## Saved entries
============================================================
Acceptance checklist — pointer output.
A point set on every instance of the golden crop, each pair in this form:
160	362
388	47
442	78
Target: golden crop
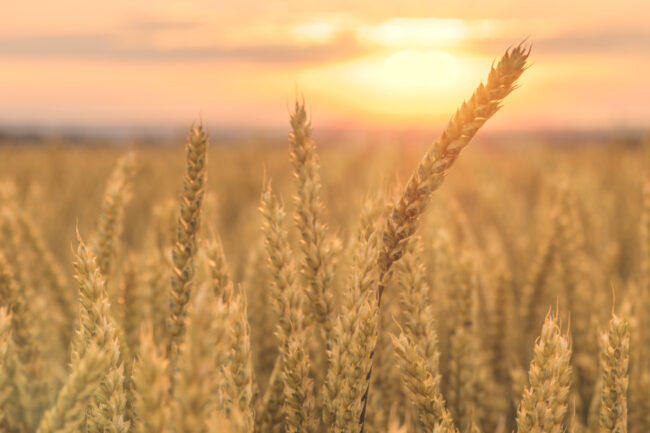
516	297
============================================================
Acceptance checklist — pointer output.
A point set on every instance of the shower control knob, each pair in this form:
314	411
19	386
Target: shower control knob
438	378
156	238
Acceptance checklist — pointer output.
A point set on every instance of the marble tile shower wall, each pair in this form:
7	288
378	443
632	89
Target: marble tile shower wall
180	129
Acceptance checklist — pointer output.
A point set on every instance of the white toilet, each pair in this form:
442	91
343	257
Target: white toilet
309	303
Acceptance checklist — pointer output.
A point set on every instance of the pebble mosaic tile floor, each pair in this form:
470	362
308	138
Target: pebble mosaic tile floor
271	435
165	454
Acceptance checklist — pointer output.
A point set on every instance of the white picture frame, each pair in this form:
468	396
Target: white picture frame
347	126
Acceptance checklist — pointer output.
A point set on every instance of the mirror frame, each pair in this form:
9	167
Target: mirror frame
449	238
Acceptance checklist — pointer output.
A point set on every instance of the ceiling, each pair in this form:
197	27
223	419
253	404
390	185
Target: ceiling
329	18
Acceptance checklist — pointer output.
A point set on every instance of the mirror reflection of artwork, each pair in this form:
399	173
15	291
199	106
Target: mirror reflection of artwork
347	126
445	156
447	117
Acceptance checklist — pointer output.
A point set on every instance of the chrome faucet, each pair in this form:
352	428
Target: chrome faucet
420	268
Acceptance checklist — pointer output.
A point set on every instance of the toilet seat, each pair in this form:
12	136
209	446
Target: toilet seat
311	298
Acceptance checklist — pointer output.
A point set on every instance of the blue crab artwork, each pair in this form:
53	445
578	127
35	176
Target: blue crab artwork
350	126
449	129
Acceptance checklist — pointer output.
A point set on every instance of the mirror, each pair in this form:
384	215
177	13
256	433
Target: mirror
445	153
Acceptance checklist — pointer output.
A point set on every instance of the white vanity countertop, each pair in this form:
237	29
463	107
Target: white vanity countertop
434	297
============================================================
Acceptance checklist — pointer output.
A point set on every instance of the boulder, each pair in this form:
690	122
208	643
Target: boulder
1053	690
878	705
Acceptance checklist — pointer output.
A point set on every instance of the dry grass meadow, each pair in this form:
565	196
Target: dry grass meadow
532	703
============================================================
Pull out every line in the entries above that contains the string "knob". Case counts, so match capital and lowercase letters precisely.

A point set on every instance of the shower control knob, each pair in this form:
Target: shower control knob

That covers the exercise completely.